Material for the task Start Marker

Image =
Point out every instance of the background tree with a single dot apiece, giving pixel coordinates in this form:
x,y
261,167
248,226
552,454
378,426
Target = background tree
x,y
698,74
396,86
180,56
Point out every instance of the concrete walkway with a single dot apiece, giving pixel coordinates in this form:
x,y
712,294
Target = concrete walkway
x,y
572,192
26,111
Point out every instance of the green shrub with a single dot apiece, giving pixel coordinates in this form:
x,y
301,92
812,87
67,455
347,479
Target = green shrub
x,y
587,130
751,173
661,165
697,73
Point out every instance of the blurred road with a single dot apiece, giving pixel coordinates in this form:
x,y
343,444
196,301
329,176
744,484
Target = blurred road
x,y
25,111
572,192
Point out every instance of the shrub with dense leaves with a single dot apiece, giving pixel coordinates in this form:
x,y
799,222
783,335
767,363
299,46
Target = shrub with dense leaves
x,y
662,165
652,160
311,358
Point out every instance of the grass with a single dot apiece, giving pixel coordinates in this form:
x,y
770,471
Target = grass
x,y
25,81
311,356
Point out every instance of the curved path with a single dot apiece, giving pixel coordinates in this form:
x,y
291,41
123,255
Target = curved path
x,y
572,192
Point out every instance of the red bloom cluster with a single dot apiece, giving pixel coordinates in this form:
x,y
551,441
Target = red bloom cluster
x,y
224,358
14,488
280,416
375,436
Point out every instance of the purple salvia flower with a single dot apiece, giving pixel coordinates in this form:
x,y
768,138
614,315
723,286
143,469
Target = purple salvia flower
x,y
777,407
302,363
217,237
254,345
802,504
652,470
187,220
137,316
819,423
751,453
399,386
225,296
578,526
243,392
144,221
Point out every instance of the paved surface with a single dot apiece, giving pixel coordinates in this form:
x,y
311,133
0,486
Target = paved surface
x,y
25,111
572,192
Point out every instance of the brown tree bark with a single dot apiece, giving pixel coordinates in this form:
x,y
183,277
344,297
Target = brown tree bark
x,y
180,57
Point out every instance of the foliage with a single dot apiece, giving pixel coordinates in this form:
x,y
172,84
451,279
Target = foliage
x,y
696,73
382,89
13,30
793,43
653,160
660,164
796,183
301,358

Material for the task End Marker

> [What to work on]: Show every line in the records above that contains the word "single".

> [Output below]:
Point out every instance of the background tree with a single dot apiece, giving pixel coordinates in this form:
Point out every instance of the concrete walkway with a single dot apiece, giving pixel coordinates in this form:
Point out every instance of the green shrub with a single dot apiece, giving pixel coordinates in this form:
Point out every instance of the blurred road with a single dot apiece, giving pixel coordinates in this form:
Point out every instance of the shrub with dense leaves with a single dot apiece, giving pixel coordinates in this form:
Point out every instance of the grass with a single dot apiece, giving pixel coordinates in this form:
Point out every instance of the curved path with a single dot apiece, giving pixel coordinates in this form:
Point out every instance of the red bloom cluster with a single dot apiece, giving pixel coordinates in this form:
Point out every instance of the purple salvia flower with a single dot apiece, giving pixel coordinates in this form:
Point out every instance of the paved surface with a single dot apiece, giving pixel coordinates in this form:
Point out every instance of the brown tree bark with a single dot apiece, giving pixel coordinates in this form:
Point out every instance of the foliage with a single dot apiece, giving pixel coordinates in this form:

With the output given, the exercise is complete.